* Задание A
Перепишите из исходного текста дословно фрагмент от слов «Игорь Ильинский» до слов «основы данной книги.» включительно.
* Задание B
Перечислите всех людей, которых автор исходного текста поимённо благодарит за помощь в работе над книгой.

* Исходный текст
···
Выбрать главу

Игорь Ильинский

ВАСИЛИИ АЛЕКСЕЕВ

*

© Издательство «Молодая гвардия», 1986 г.

Матери моей Аделии Ивановне, памяти отца Михаила Федоровича, всех первокомсомольцев Ленинграда посвящаю эту книгу.

Автор

Автор благодарит за помощь в работе над книгой лауреата Государственной премии СССР, доктора исторических наук, профессора И. П. Ленберова, заслуженного деятеля науки РСФСР, лауреата премии Ленинского комсомола, доктора исторических наук, профессора А. С. Трайнина, заслуженного деятеля культуры РСФСР, заведующего Центральным архивом ВЛКСМ В. Д. Шмиткова, выражает свою признательность всем, кто прежде писал о В. П. Алексееве и способствовал тем самым созданию документальной основы данной книги.

«Подвижники нужны как солнце. Составляя самый поэтический и жизнерадостный элемент общества, они возбуждают, утешают и облагораживают. Их личности — это живые документы, указывающие обществу, что кроме людей, ведущих спор об оптимизме и пессимизме, пишущих от скуки неважные повести, ненужные проекты и дешевые диссертации… есть еще люди иного порядка, люди подвига, веры и ясно осознанной цели».
···
[Выдержки из набора данных об указании на объекты]
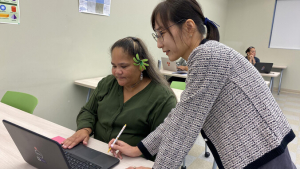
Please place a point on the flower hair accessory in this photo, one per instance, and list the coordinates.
(142, 63)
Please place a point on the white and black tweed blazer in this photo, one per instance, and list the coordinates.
(228, 101)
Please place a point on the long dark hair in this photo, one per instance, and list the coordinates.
(177, 11)
(133, 46)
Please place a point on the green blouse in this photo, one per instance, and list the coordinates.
(106, 114)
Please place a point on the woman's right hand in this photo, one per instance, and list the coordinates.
(123, 148)
(81, 135)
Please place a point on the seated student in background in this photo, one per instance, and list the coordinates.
(135, 95)
(251, 53)
(182, 65)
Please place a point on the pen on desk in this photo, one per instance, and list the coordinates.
(117, 137)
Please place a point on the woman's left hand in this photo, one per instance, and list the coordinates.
(138, 167)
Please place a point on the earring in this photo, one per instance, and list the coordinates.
(141, 77)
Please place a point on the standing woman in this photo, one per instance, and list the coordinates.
(251, 55)
(225, 99)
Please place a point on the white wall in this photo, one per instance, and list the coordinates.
(249, 23)
(55, 45)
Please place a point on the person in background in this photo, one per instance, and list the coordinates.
(135, 94)
(251, 55)
(225, 99)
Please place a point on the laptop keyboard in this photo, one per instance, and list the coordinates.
(79, 163)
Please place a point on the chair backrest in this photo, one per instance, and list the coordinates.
(22, 101)
(178, 85)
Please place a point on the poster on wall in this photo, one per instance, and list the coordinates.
(9, 11)
(99, 7)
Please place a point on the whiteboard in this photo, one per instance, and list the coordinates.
(285, 32)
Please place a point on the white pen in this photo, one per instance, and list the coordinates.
(117, 137)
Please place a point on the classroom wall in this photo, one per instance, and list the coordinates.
(55, 45)
(249, 23)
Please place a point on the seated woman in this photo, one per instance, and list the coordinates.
(135, 94)
(251, 52)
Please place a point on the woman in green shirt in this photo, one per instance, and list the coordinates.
(135, 94)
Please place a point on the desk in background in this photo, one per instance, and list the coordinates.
(11, 157)
(271, 75)
(281, 73)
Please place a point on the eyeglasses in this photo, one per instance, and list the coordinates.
(158, 33)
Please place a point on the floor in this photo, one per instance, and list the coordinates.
(289, 104)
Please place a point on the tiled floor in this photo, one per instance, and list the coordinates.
(289, 104)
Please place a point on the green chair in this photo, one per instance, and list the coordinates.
(22, 101)
(178, 85)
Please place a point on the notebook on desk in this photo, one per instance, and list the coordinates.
(42, 152)
(171, 66)
(264, 67)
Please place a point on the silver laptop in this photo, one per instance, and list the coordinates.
(171, 66)
(42, 152)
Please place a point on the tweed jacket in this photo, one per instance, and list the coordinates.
(228, 101)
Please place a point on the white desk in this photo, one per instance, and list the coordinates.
(93, 82)
(12, 159)
(281, 74)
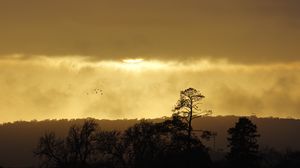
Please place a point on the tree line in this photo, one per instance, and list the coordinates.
(171, 143)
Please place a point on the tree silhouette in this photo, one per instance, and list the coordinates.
(51, 151)
(74, 151)
(243, 144)
(188, 108)
(80, 141)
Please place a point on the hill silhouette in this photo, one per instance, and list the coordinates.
(18, 139)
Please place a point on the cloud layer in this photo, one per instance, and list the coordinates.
(69, 87)
(239, 31)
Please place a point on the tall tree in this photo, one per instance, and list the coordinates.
(243, 144)
(187, 108)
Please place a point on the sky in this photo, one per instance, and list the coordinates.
(118, 59)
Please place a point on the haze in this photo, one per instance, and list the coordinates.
(66, 59)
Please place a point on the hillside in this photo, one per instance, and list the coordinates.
(18, 139)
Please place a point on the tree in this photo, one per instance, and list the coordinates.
(51, 151)
(243, 144)
(188, 108)
(73, 151)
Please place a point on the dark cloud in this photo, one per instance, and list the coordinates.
(241, 31)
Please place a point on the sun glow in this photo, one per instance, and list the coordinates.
(133, 61)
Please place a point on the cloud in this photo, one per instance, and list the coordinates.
(68, 87)
(239, 31)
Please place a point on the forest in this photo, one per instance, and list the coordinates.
(182, 140)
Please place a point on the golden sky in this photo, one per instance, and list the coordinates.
(243, 55)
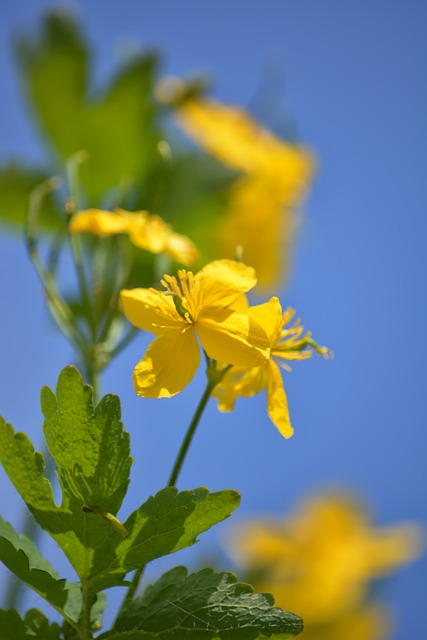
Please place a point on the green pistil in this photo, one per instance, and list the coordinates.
(179, 306)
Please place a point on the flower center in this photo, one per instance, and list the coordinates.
(182, 289)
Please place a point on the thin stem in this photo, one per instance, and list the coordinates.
(176, 470)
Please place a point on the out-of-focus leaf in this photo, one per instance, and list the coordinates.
(35, 626)
(193, 199)
(16, 184)
(204, 606)
(21, 556)
(116, 129)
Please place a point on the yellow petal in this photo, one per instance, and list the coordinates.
(222, 281)
(277, 403)
(233, 338)
(181, 249)
(98, 222)
(168, 365)
(269, 316)
(239, 381)
(151, 310)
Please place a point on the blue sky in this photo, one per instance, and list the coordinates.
(353, 76)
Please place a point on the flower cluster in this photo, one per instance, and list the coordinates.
(245, 342)
(149, 232)
(260, 216)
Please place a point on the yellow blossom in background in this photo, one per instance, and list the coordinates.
(261, 211)
(149, 232)
(368, 622)
(287, 342)
(190, 305)
(319, 563)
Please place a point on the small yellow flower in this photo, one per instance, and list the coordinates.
(149, 232)
(261, 212)
(320, 562)
(190, 305)
(287, 342)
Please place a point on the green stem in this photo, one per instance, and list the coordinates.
(176, 470)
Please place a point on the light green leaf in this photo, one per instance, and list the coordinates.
(23, 558)
(203, 606)
(35, 626)
(91, 453)
(115, 128)
(167, 522)
(16, 185)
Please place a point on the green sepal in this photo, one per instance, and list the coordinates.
(203, 606)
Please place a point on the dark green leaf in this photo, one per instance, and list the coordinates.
(167, 522)
(116, 129)
(22, 557)
(16, 185)
(35, 626)
(203, 606)
(91, 452)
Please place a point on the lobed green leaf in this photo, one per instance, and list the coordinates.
(22, 557)
(167, 522)
(91, 454)
(115, 128)
(35, 626)
(203, 606)
(16, 184)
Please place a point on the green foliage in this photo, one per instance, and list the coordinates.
(203, 606)
(119, 128)
(35, 625)
(91, 454)
(115, 128)
(22, 557)
(16, 184)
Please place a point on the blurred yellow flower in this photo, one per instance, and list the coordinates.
(287, 342)
(319, 563)
(261, 209)
(193, 304)
(149, 232)
(369, 622)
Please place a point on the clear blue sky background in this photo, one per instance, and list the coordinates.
(355, 79)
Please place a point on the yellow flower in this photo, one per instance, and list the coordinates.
(261, 208)
(369, 622)
(287, 342)
(193, 304)
(146, 231)
(319, 563)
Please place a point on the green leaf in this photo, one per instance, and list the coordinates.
(35, 626)
(167, 522)
(116, 128)
(91, 454)
(22, 557)
(204, 606)
(16, 185)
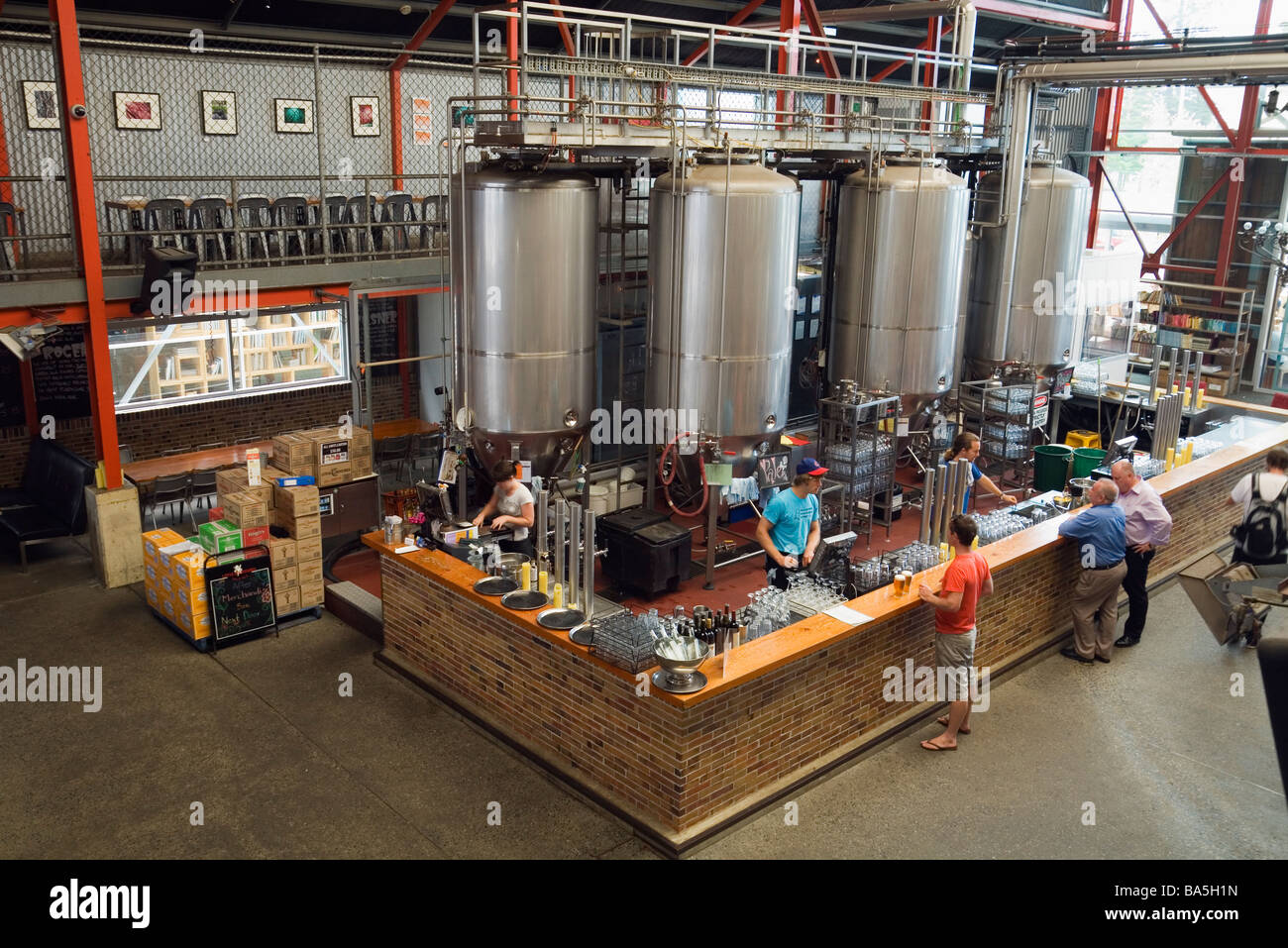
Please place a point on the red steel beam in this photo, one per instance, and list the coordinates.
(919, 48)
(1157, 257)
(1234, 196)
(733, 21)
(80, 176)
(789, 22)
(1216, 112)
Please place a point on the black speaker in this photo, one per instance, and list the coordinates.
(167, 275)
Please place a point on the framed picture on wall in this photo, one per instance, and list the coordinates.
(366, 115)
(294, 115)
(138, 111)
(218, 112)
(42, 102)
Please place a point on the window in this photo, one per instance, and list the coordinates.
(226, 357)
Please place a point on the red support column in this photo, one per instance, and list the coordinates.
(80, 175)
(1243, 140)
(789, 54)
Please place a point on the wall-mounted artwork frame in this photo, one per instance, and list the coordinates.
(42, 104)
(138, 111)
(218, 112)
(365, 115)
(294, 116)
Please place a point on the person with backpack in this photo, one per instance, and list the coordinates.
(1261, 537)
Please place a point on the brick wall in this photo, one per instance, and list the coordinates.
(679, 768)
(153, 433)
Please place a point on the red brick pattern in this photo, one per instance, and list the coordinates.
(679, 767)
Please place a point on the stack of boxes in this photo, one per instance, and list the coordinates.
(174, 581)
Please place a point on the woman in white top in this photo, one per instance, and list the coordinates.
(513, 504)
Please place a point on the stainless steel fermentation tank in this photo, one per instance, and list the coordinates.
(722, 286)
(524, 273)
(1041, 324)
(900, 247)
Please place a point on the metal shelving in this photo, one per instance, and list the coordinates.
···
* Правильный ответ A
Игорь Ильинский

ВАСИЛИИ АЛЕКСЕЕВ

*

© Издательство «Молодая гвардия», 1986 г.

Матери моей Аделии Ивановне, памяти отца Михаила Федоровича, всех первокомсомольцев Ленинграда посвящаю эту книгу.

Автор

Автор благодарит за помощь в работе над книгой лауреата Государственной премии СССР, доктора исторических наук, профессора И. П. Ленберова, заслуженного деятеля науки РСФСР, лауреата премии Ленинского комсомола, доктора исторических наук, профессора А. С. Трайнина, заслуженного деятеля культуры РСФСР, заведующего Центральным архивом ВЛКСМ В. Д. Шмиткова, выражает свою признательность всем, кто прежде писал о В. П. Алексееве и способствовал тем самым созданию документальной основы данной книги.

* Правильный ответ B
И. П. Ленберов, А. С. Трайнин, В. Д. Шмитков